Le végétal, a contrario, a tout bon: il ne nécessite pas d’élevage polluant, ne fait souffrir aucun être vivant et il est réputé bon pour la santé. Le végétarisme est dans l’air du temps, et le flexitarisme – les végétariens à temps partiel – la grande tendance. Parfait. Augmenter notre consommation de légumes ne fera pas de mal à nos cœurs et à nos corps. Mais peut-on vraiment imaginer un monde sans viande? Une terre privée d’élevage serait, par conséquent, privée de lait. Les céréales, sans fumier, peineraient à pousser. Comment imaginer nourrir 9,5?milliards d’habitants en 2050 – majoritairement citadins – rien qu’avec des végétaux? Et qui aura le temps d’éplucher et de préparer tous ces légumes? Les seniors? Encore une fois, un fossé va se creuser entre ceux qui auront le temps et les moyens de se nourrir sainement et ceux qui devront se contenter de plats préparés achetés en grande distribution. Encore la fracture alimentaire.

• _Données_

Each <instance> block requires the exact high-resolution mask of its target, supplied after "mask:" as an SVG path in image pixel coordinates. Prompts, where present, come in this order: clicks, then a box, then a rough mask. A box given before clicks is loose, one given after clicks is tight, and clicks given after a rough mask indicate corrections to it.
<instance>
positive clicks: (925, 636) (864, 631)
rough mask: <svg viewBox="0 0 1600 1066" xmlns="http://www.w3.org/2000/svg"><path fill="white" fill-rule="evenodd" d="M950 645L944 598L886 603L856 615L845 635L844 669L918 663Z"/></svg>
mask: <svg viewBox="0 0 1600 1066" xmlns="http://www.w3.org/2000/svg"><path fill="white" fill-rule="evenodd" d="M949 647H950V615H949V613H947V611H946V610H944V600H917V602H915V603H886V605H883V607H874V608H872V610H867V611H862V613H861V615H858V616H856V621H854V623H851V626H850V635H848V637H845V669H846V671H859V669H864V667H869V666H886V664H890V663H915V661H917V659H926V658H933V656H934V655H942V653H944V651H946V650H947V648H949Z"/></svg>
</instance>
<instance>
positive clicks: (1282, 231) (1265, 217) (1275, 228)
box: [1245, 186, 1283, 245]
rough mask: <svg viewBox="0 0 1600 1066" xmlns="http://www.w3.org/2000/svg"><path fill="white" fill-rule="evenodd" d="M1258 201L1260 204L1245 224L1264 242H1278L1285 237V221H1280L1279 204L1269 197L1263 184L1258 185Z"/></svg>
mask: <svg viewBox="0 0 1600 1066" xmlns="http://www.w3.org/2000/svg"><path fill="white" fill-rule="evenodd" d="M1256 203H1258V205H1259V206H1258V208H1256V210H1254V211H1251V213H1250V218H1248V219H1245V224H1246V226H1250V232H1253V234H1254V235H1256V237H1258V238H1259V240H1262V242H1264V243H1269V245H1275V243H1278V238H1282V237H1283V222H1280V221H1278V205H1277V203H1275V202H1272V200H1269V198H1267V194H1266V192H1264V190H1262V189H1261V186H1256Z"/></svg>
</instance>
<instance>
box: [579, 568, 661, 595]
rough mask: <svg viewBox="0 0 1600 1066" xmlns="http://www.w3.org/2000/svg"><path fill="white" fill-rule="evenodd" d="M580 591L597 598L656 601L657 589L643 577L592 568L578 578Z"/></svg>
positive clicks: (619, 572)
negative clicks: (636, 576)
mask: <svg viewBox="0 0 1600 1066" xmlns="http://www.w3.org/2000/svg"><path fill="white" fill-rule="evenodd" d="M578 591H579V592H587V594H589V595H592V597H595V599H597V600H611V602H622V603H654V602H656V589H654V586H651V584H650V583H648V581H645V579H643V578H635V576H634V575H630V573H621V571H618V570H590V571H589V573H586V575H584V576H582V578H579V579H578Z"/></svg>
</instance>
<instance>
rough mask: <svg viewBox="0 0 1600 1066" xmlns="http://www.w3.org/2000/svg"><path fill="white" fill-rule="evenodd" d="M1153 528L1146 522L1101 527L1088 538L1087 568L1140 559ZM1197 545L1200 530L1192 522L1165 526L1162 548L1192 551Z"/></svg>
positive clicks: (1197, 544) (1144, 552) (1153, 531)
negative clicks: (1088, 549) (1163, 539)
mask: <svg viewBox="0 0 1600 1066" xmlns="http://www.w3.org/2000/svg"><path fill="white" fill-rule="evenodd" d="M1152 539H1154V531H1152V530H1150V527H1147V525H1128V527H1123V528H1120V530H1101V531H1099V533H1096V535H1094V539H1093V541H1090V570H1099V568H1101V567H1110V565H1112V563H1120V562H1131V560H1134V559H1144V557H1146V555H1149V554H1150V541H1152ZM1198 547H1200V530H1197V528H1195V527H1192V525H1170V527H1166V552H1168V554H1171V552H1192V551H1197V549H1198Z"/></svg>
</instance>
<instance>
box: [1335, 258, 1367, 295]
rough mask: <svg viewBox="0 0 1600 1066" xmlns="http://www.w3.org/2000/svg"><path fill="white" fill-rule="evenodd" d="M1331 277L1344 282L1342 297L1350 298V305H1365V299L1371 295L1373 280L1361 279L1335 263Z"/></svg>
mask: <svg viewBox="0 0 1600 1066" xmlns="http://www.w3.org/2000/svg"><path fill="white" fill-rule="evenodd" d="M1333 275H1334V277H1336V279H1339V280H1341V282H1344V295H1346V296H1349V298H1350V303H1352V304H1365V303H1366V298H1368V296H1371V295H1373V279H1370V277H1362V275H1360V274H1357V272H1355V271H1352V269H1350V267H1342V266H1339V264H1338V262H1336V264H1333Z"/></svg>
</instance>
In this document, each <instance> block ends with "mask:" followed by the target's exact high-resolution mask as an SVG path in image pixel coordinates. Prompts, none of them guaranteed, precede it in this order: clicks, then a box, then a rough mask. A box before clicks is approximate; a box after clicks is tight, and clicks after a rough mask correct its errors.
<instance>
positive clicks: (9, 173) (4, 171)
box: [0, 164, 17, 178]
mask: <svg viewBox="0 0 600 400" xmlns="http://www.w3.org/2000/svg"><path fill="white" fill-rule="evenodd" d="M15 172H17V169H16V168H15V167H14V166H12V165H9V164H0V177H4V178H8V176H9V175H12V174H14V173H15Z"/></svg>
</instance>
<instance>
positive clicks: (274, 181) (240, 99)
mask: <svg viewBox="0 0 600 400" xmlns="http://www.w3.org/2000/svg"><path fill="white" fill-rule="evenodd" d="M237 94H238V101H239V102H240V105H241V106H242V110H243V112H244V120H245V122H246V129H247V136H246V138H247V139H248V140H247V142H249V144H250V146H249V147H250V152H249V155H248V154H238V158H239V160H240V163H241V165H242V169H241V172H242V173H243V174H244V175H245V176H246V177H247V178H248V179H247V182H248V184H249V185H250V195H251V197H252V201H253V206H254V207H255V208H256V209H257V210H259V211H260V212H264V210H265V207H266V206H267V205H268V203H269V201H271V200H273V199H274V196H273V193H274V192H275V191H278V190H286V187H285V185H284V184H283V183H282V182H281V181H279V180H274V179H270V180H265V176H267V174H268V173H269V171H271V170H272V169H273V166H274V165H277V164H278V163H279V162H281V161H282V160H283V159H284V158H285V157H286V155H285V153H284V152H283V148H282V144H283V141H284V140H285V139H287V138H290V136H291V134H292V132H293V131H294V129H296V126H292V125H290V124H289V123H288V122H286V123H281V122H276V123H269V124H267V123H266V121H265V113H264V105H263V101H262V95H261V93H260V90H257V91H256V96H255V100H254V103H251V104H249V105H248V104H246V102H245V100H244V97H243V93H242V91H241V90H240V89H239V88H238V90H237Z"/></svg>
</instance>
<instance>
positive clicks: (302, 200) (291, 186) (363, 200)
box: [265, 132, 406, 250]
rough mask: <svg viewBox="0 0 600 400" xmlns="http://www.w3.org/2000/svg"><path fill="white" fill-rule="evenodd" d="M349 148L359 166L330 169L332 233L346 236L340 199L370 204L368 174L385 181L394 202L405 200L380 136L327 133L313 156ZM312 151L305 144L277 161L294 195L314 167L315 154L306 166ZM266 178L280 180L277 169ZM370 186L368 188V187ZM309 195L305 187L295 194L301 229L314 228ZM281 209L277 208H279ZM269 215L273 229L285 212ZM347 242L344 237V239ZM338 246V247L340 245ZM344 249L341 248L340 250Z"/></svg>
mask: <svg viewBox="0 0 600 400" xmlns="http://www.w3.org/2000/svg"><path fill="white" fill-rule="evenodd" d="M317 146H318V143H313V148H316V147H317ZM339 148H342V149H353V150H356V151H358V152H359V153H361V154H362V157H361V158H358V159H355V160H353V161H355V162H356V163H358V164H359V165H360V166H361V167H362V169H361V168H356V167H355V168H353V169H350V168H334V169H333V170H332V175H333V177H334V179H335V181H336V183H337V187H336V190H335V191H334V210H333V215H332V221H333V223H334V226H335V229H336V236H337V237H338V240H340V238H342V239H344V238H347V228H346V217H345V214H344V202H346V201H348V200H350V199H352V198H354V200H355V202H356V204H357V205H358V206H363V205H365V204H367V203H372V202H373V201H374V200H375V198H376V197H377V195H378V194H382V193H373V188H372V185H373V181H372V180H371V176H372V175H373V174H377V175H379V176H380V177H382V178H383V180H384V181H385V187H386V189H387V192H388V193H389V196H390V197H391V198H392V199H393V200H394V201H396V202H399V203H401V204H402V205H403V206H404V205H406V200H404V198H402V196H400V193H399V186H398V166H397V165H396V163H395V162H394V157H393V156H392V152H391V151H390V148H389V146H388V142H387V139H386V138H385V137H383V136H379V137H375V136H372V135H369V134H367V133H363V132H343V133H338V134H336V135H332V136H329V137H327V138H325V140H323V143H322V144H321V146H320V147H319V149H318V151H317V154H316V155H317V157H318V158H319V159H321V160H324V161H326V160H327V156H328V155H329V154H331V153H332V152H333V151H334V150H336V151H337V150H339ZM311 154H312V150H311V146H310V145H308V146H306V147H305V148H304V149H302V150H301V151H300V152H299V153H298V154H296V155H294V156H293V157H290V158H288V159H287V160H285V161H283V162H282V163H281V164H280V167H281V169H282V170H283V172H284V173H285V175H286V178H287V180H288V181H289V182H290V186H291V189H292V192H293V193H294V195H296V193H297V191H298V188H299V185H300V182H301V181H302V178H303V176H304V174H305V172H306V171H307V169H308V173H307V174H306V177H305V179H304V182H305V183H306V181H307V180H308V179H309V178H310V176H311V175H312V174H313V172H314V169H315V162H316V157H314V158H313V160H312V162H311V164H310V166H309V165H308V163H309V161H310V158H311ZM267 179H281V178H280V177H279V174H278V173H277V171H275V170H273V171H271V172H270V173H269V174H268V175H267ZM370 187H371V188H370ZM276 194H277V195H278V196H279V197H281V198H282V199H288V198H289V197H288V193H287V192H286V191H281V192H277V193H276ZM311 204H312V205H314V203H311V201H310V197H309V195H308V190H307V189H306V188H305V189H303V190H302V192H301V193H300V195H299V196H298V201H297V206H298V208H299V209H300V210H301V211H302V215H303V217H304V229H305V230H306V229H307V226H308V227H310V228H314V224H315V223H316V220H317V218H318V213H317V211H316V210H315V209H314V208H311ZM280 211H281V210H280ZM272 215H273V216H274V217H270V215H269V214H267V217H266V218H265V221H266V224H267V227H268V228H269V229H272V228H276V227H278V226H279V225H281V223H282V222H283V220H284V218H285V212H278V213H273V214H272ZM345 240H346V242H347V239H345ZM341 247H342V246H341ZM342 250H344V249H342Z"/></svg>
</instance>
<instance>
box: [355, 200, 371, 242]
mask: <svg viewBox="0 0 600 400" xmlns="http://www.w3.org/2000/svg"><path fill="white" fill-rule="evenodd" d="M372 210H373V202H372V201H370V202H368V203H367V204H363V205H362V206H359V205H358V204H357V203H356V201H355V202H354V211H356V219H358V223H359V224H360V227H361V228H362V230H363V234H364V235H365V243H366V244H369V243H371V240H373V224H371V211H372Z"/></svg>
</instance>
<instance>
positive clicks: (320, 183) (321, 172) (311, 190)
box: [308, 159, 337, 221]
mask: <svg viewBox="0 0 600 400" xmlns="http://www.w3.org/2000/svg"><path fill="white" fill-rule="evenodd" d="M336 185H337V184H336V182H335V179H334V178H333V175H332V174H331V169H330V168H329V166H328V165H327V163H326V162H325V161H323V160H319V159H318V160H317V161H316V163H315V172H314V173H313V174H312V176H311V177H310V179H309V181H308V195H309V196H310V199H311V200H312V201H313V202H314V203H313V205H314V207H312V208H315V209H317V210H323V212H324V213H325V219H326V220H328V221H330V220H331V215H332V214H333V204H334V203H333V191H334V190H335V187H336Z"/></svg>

• _Consignes_
#1 Relevez les avantages que la première phrase du texte sur le végétarisme prête au végétal.
#2 Poursuivez le texte sur le végétarisme à partir de sa dernière phrase.
Les données n'ont pas à être utilisées.

• _Réponses_
#1
- Il ne nécessite pas d'élevage polluant.
- Il ne fait souffrir aucun être vivant.
- Il est réputé bon pour la santé.

#2
Or, ce qui réunit tous les Français – âge, sexe, catégorie socio-professionnelle confondus –, c’est le plaisir. 80% déclarent que manger doit être un plaisir. Et au cœur de notre culture gastronomique, il y a la viande. Les Français adorent la charcuterie. 9 sur 10 seraient prêts à s’insurger si celle-ci devait être supprimée?! Preuve que le saucisson et le pâté de campagne séduisent encore davantage que les lentilles au tofu ou les criquets au paprika. Pour combien de temps, on ne sait pas. Le réchauffement climatique, l’explosion de
la démographie et les contraintes écologiques vont certainement changer la donne. “Les idées changent nécessairement dans un pays où les éléphants et les tigres sont chez eux”, écrivait Goethe et, déjà, les scientifiques et les industriels travaillent de concert sur des aliments du futur. Mais d’ici à ce que la viande en 3D ne remplace notre entrecôte saignante, de l’eau devrait couler sous les ponts. Ce que nous dit le flexitarisme, c’est que le consommateur veut avoir le choix. Celui de n’être ni un viandard, ni un végétarien: juste un mangeur qui prend le temps de trouver sa juste alimentation.